- [Text passage]:
※ ※ ※
Re: [RFC PATCH 09/13] sched/fair: core wide vruntime comparison

From: Peter Zijlstra
Date: Tue Apr 14 2020 - 09:57:11 EST


On Wed, Mar 04, 2020 at 04:59:59PM +0000, vpillai wrote:
> From: Aaron Lu <aaron.lu@xxxxxxxxxxxxxxxxx>
>
> This patch provides a vruntime based way to compare two cfs task's
> priority, be it on the same cpu or different threads of the same core.
>
> When the two tasks are on the same CPU, we just need to find a common
> cfs_rq both sched_entities are on and then do the comparison.
>
> When the two tasks are on differen threads of the same core, the root
> level sched_entities to which the two tasks belong will be used to do
> the comparison.
>
> An ugly illustration for the cross CPU case:
>
> cpu0 cpu1
> / | \ / | \
> se1 se2 se3 se4 se5 se6
> / \ / \
> se21 se22 se61 se62
>
> Assume CPU0 and CPU1 are smt siblings and task A's se is se21 while
> task B's se is se61. To compare priority of task A and B, we compare
> priority of se2 and se6. Whose vruntime is smaller, who wins.
>
> To make this work, the root level se should have a common cfs_rq min
> vuntime, which I call it the core cfs_rq min vruntime.
※ ※ ※
- [Stored data]:
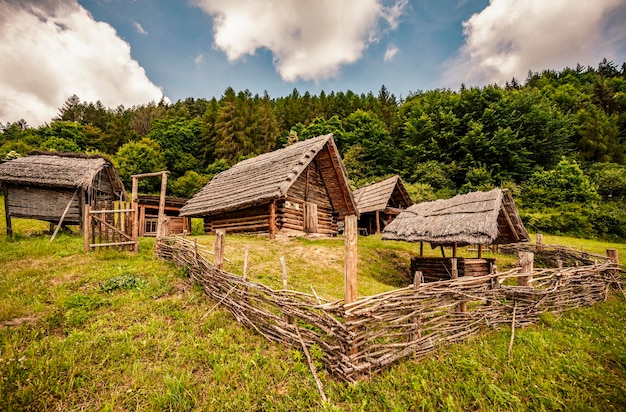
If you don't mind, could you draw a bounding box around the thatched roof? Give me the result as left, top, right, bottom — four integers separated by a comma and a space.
383, 189, 528, 246
354, 175, 413, 213
0, 153, 124, 192
180, 134, 358, 217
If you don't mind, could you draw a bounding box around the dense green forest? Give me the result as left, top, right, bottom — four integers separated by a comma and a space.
0, 59, 626, 240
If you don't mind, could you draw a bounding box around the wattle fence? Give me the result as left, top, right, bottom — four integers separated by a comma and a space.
156, 237, 623, 382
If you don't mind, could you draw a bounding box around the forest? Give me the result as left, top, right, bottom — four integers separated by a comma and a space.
0, 59, 626, 240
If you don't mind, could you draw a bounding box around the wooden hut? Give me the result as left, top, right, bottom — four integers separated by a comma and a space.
137, 195, 191, 236
383, 189, 529, 281
180, 135, 358, 238
0, 153, 126, 235
354, 175, 413, 234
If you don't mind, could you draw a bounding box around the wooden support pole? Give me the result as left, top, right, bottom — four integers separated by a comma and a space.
270, 200, 276, 239
157, 172, 169, 238
215, 229, 226, 270
50, 189, 80, 242
344, 215, 358, 303
2, 185, 13, 237
130, 176, 139, 252
242, 246, 248, 280
376, 210, 380, 234
83, 205, 92, 253
517, 252, 535, 286
606, 249, 619, 265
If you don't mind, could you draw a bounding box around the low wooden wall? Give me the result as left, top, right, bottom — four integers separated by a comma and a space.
156, 237, 622, 382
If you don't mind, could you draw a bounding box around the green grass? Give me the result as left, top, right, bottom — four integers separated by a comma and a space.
0, 198, 626, 411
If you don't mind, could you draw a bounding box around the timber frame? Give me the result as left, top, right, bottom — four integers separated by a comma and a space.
180, 135, 358, 239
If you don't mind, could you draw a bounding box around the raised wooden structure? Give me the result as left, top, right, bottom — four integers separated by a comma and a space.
354, 175, 413, 234
180, 135, 358, 238
137, 195, 186, 236
383, 189, 529, 281
0, 152, 126, 235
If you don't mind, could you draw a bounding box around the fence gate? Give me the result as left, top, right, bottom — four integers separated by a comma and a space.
83, 202, 138, 252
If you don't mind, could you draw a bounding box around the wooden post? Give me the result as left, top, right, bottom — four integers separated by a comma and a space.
242, 246, 248, 280
344, 215, 358, 303
130, 176, 139, 252
270, 200, 276, 239
215, 229, 226, 270
517, 252, 535, 286
280, 256, 287, 290
2, 185, 13, 237
450, 258, 467, 312
606, 249, 619, 265
376, 210, 380, 234
83, 205, 91, 253
157, 172, 169, 237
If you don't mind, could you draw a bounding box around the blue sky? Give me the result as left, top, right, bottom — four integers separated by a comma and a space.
0, 0, 626, 125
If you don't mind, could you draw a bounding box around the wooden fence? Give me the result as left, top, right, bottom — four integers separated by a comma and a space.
156, 237, 622, 382
83, 202, 137, 252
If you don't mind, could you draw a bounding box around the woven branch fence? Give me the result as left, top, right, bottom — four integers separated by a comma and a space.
156, 237, 622, 382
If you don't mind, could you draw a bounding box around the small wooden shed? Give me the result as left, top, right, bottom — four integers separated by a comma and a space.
354, 175, 413, 234
180, 134, 358, 238
0, 152, 126, 235
383, 188, 529, 281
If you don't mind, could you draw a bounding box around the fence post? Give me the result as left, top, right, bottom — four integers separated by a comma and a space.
517, 252, 535, 286
215, 229, 226, 270
83, 205, 91, 253
344, 215, 358, 303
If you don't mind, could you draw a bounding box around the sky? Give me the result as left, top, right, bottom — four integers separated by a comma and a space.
0, 0, 626, 127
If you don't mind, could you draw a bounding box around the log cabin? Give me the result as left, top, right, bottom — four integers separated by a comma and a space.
354, 175, 413, 234
180, 134, 358, 238
0, 152, 126, 235
382, 188, 529, 281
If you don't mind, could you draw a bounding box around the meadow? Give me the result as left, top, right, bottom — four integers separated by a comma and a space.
0, 203, 626, 411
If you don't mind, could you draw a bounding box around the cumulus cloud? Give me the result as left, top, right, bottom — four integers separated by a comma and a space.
0, 0, 163, 126
445, 0, 626, 87
195, 0, 407, 81
134, 21, 148, 34
385, 44, 400, 62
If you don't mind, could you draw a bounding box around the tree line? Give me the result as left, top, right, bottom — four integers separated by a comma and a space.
0, 59, 626, 239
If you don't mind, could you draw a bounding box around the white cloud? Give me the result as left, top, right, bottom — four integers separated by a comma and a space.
133, 21, 148, 34
195, 0, 407, 81
444, 0, 626, 87
0, 0, 163, 126
385, 44, 400, 62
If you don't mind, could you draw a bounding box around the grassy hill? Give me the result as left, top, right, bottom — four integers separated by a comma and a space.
0, 202, 626, 411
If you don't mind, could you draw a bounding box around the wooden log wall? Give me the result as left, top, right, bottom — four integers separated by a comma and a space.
156, 237, 624, 382
7, 185, 82, 225
411, 256, 496, 282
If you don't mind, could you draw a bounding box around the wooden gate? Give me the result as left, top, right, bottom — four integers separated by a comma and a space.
83, 202, 138, 252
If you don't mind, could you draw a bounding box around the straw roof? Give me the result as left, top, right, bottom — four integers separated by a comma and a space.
354, 175, 413, 213
383, 189, 528, 246
0, 152, 124, 191
180, 134, 357, 216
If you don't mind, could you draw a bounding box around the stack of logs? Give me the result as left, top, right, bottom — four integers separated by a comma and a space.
156, 237, 623, 382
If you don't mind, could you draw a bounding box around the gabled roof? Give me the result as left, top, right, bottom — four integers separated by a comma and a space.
354, 175, 413, 213
383, 189, 529, 246
0, 153, 124, 192
180, 134, 358, 216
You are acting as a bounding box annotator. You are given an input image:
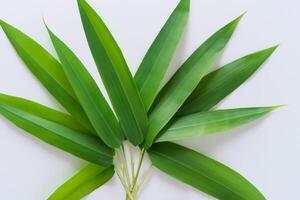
※ ※ ※
- [Complete the following]:
1: In the vruntime comparison text, which sched_entities are compared when the two tasks are on different threads of the same core?
2: Using the vruntime comparison text, explain why comparing task A with task B in the cross-CPU illustration comes down to comparing se2 and se6.
3: Carry on the vruntime comparison text from its last line.
The material is separate from the vruntime comparison text.

- [Exercise answers]:
1: The root level sched_entities that the two tasks belong to.

2: CPU0 and CPU1 are SMT siblings, so the tasks are on different threads of the same core. In that case the comparison uses the root level sched_entities the tasks belong to: task A's se21 sits under se2, and task B's se61 sits under se6. Whichever of se2 and se6 has the smaller vruntime wins.

3:
>
> When we adjust the min_vruntime of rq->core, we need to propgate
> that down the tree so as to not cause starvation of existing tasks
> based on previous vruntime.

You forgot the time complexity analysis.


> +static void coresched_adjust_vruntime(struct cfs_rq *cfs_rq, u64 delta)
> +{
> + struct sched_entity *se, *next;
> +
> + if (!cfs_rq)
> + return;
> +
> + cfs_rq->min_vruntime -= delta;
> + rbtree_postorder_for_each_entry_safe(se, next,
> + &cfs_rq->tasks_timeline.rb_root, run_node) {

Which per this ^

> + if (se->vruntime > delta)
> + se->vruntime -= delta;
> + if (se->my_q)
> + coresched_adjust_vruntime(se->my_q, delta);
> + }
> +}

> @@ -511,6 +607,7 @@ static void update_min_vruntime(struct cfs_rq *cfs_rq)
>
> /* ensure we never gain time by being placed backwards. */
> cfs_rq->min_vruntime = max_vruntime(cfs_rq_min_vruntime(cfs_rq), vruntime);
> + update_core_cfs_rq_min_vruntime(cfs_rq);
> #ifndef CONFIG_64BIT
> smp_wmb();
> cfs_rq->min_vruntime_copy = cfs_rq->min_vruntime;

as called from here, is exceedingly important.

Worse, I don't think our post-order iteration is even O(n).


All of this is exceedingly yuck.